EXERCISE PASSAGE ::
<<<<

Don’t get me wrong. I love working with my clients with personal training and nutrition. I love helping them choose a healthier lifestyle and I love seeing them get results and I love seeing them grow in who they are because they are proud of themselves. Maybe it’s because this semester has just been so hard. Maybe it’s because I’m not sure I want to go to grad school straight after college. Maybe it’s because I’ve done too much and now I’m burned out. But I’ve had this plan, a plan that I enjoy, a plan that I’m good at, and that plan is out the door because of the unknown. So I walk around every day feeling like I don’t have a purpose anymore. Though I know that’s not entirely true, but I feel like this goal that I’ve been working towards for so long and now it’s gone and now I spend my days asking, “What’s the point?”
But I couldn’t be so closed off anymore, I couldn’t wake up in the morning, grab my coffee, put on a smile, and get through my days, looking forward to it being over. If my youth could walk out the aisle, being of the youngest age group there, not knowing but 7 people in the whole place, and walk forward, being completely vulnerable and open, so could I.
The older I get, the more I realize that I’m pretty good at pushing people away, people who I care the most about, when they show that they care about me. So when someone who’s super awesome starts showing me that they care about me, and I feel so undeserving of their awesomeness, I push them away. But at the same time, I do my best to keep them close enough that they stay. Super messed up on my part. And the worst part is, I don’t know how to stop. I get so scared that I’m not enough. I get so scared that I’ll let them in and then they will realize I’m not as awesome as them and they’ll decide to leave. I get scared that I can’t give them everything that they deserve.
I got the pleasure of meeting my best friend’s best friend from home last Summer and I was star-struck. I mean this guy is incredible. The more I got to know him, the more I started to like him. The more I started to like him, the farther I pushed him away. The longer the break between my texts were. The more I denied to myself that I had any feelings for him at all. To be short and blunt: I put this boy through hell. He sat with my ex-boyfriend’s parents with me. He listened to me complain and cry and hurt over this boy who he knew had hurt me. He never once complained or called me out about never responding to his texts. Actually, he was always so happy when I did respond, he was so happy when I called him and we’d talk my whole drive to/from Birmingham, so happy to see me. The problem was, I was so happy and excited too, but never let myself act that way. He knew it was a bad breakup, he knew I had been hurt, and he let me hurt and let me just be and he waited.

>>>>

SET OF TASKS ::
1 > In the personal essay, which city was the writer driving to and from during the long phone calls?
2 > Pick up the personal essay about pushing people away right after its final sentence and keep writing it.
The records have nothing to do with this.

MATERIAL SUPPLIED ::
<<<<

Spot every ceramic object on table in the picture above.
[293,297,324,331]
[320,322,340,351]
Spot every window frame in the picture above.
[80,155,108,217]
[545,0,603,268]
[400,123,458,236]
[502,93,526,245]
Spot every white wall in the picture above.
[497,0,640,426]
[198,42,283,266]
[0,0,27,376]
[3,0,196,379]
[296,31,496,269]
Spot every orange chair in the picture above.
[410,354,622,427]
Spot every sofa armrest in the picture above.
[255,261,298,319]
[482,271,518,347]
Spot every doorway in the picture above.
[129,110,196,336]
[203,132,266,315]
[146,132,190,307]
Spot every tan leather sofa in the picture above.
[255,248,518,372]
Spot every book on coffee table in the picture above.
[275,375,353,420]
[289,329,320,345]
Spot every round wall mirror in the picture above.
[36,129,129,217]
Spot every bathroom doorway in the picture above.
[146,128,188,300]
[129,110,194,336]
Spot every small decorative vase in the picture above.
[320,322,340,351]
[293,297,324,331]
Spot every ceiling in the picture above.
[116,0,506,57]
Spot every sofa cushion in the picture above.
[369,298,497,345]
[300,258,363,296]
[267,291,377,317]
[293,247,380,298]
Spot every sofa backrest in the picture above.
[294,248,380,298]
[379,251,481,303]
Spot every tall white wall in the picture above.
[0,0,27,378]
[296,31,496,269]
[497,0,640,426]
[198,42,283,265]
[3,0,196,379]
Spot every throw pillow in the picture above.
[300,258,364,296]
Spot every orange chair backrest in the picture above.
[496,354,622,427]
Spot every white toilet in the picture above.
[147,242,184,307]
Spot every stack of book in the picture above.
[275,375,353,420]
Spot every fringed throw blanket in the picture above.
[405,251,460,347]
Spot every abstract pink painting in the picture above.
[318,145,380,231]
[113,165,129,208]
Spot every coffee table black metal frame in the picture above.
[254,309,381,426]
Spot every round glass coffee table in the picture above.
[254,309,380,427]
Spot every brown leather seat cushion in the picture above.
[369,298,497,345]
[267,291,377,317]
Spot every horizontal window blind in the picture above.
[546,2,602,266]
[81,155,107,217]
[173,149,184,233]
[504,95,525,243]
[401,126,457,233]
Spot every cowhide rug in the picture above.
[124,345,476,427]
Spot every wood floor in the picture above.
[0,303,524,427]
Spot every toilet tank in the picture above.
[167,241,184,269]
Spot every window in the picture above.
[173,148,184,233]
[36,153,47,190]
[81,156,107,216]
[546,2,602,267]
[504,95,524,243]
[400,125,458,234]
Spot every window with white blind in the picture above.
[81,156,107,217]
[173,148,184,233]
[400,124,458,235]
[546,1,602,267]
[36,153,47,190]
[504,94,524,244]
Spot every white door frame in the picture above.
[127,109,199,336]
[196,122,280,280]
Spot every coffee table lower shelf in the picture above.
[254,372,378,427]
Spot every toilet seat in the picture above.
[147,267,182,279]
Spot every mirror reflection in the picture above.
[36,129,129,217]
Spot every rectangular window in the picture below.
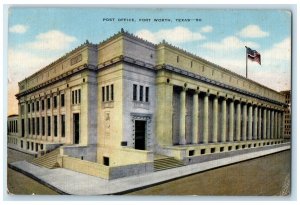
[102,86,105,102]
[21,119,25,137]
[145,87,149,102]
[103,157,109,166]
[106,85,109,101]
[47,98,51,110]
[60,94,65,107]
[72,90,75,105]
[36,101,40,111]
[75,90,78,104]
[61,115,65,137]
[110,84,114,101]
[36,117,40,135]
[53,96,57,108]
[27,118,31,134]
[21,105,24,115]
[140,85,144,101]
[32,118,35,135]
[53,115,57,137]
[133,84,137,101]
[47,116,51,136]
[78,89,81,104]
[42,117,45,136]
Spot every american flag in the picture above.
[246,47,261,65]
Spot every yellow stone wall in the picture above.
[156,44,284,102]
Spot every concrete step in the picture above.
[154,157,184,171]
[30,148,59,169]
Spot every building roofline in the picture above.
[156,40,280,94]
[7,114,19,117]
[98,28,156,47]
[19,40,97,84]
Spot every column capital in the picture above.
[194,87,200,95]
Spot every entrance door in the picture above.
[135,120,146,150]
[73,113,80,144]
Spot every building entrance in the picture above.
[135,120,146,150]
[73,113,80,144]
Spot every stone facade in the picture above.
[280,90,292,139]
[8,30,286,179]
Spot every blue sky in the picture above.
[8,7,291,112]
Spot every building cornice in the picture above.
[99,28,155,47]
[16,64,97,99]
[156,40,280,94]
[19,40,97,84]
[156,64,287,107]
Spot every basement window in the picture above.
[210,148,216,153]
[103,157,109,166]
[189,150,195,156]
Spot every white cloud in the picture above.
[135,26,205,43]
[9,24,28,34]
[261,38,291,62]
[201,36,259,51]
[25,30,76,51]
[238,25,269,38]
[8,49,55,83]
[200,26,213,33]
[199,38,291,91]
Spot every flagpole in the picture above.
[245,46,248,78]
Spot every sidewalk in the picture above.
[9,143,290,195]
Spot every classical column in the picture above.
[262,108,267,139]
[235,101,241,141]
[192,90,199,144]
[229,99,234,142]
[274,111,278,139]
[280,112,284,139]
[247,104,252,140]
[253,106,258,140]
[270,110,274,139]
[203,93,209,144]
[242,103,247,141]
[267,109,271,139]
[179,88,186,145]
[221,98,227,142]
[257,107,262,139]
[213,96,219,142]
[277,111,281,139]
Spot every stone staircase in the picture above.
[154,156,184,172]
[30,148,59,169]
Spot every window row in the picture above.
[26,115,66,137]
[25,94,65,114]
[72,89,81,105]
[7,120,18,133]
[21,140,44,152]
[132,84,149,102]
[8,137,18,145]
[102,84,114,102]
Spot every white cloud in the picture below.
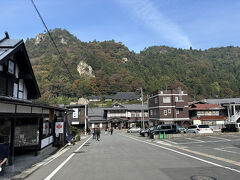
[118,0,192,48]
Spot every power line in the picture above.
[31,0,74,81]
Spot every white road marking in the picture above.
[185,138,205,142]
[164,139,178,144]
[43,148,69,166]
[119,134,240,174]
[208,136,231,141]
[226,134,240,138]
[44,136,92,180]
[214,148,240,154]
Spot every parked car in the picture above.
[148,126,157,136]
[139,128,150,136]
[221,123,240,132]
[176,125,186,133]
[127,127,141,133]
[185,124,213,134]
[150,124,178,138]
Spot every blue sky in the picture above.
[0,0,240,52]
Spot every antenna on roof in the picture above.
[5,31,9,39]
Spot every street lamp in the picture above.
[137,87,145,129]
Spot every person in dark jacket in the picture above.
[93,128,96,139]
[96,128,101,141]
[110,127,113,135]
[0,136,9,176]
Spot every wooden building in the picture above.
[189,103,227,131]
[66,104,88,130]
[0,33,66,165]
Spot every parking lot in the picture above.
[125,133,240,162]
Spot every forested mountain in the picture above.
[26,29,240,104]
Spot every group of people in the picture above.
[93,127,113,141]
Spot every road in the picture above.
[24,131,240,180]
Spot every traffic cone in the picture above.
[163,132,166,139]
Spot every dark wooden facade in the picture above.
[0,33,66,165]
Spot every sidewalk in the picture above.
[0,146,59,180]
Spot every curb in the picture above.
[10,144,71,180]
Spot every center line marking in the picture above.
[185,138,205,142]
[44,136,92,180]
[119,134,240,174]
[209,136,231,141]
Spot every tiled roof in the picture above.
[191,116,227,121]
[204,98,240,104]
[88,96,101,99]
[113,92,139,100]
[189,104,225,111]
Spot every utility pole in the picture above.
[140,87,145,129]
[84,102,87,136]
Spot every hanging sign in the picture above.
[55,122,63,134]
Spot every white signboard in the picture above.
[73,108,78,118]
[55,122,63,134]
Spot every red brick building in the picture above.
[149,90,189,125]
[189,104,227,130]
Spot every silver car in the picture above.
[185,125,213,134]
[127,127,141,133]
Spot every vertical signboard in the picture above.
[55,122,63,134]
[73,108,78,119]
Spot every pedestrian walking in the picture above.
[110,127,113,135]
[93,128,96,139]
[0,136,9,179]
[96,128,101,141]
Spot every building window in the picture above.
[163,110,167,116]
[175,97,178,102]
[8,61,14,74]
[73,108,78,119]
[15,65,19,79]
[163,97,171,103]
[13,83,18,98]
[176,109,179,114]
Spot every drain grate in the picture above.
[191,176,217,180]
[74,151,86,154]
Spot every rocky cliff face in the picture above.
[77,61,95,77]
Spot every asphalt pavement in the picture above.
[23,131,240,180]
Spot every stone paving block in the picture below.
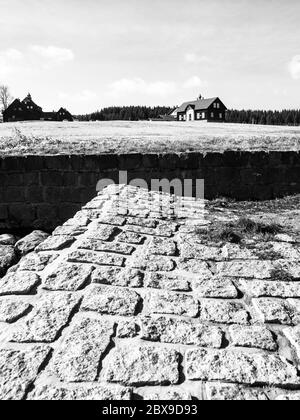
[206,383,268,401]
[283,325,300,359]
[148,238,177,256]
[0,245,17,276]
[252,298,294,325]
[104,345,179,386]
[36,235,75,252]
[192,276,238,299]
[49,317,115,382]
[186,349,299,385]
[144,273,190,292]
[229,325,278,351]
[117,320,139,338]
[68,250,125,267]
[18,252,59,271]
[149,291,199,318]
[118,232,145,245]
[129,253,176,272]
[0,271,40,296]
[0,298,31,323]
[78,238,135,255]
[52,225,86,236]
[27,384,132,401]
[139,387,192,401]
[141,317,224,349]
[85,222,119,241]
[241,280,300,298]
[127,217,158,229]
[200,299,250,325]
[42,263,93,292]
[92,267,144,288]
[10,293,80,343]
[215,261,275,279]
[177,259,212,278]
[81,285,141,316]
[0,346,50,400]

>>>>

ANSWERS BY ITEM ::
1 > Birmingham.

2 >
One of the biggest mistakes I’ve made is pushing away the person who stood there and waited for me.
I can’t blame him for giving up. When I was on all my pain medicine from jaw surgery back in December I brought up a time that he had told me he liked me, a time that I liked to act like didn’t happen so I didn’t feel guilty about it. And I told him I liked him back. I told him I wanted to be with him, I just needed a little more time to make sure I was ready. He had waited a long time. A long time of zero reciprocation from me. So I can’t blame him for going to someone else. But I think about it all. the. time. I think about it every. single. day. and it just eats me alive.
So yeah, i’m in a season of winter in my faith. I’m in a season of winter in my life. I know that I can use this season to grow closer to God, use this feeling of distance from Him to really push myself, to yell for Him, to pray to Him all the time, to be completely vulnerable with Him. I can use this season to relate to everyone around me who’s going through a winter, I can help shovel their snow. But the biggest thing for me is, I know I’m still okay and I’ve been through lots of seasons of winter in my life and I’m still here, and I know once I’m out of this winter and I’m in a new season, I’ll be better than right now.
It’s been a really hard, cold, shoulder deep of snow type of winter this semester. I have no idea where my life is going to go, or where I want it to go, or who’s going to be there with me. But I do know that no matter what it is, where it is, and who’s there, I’ll be okay and I bet I’ll be happy.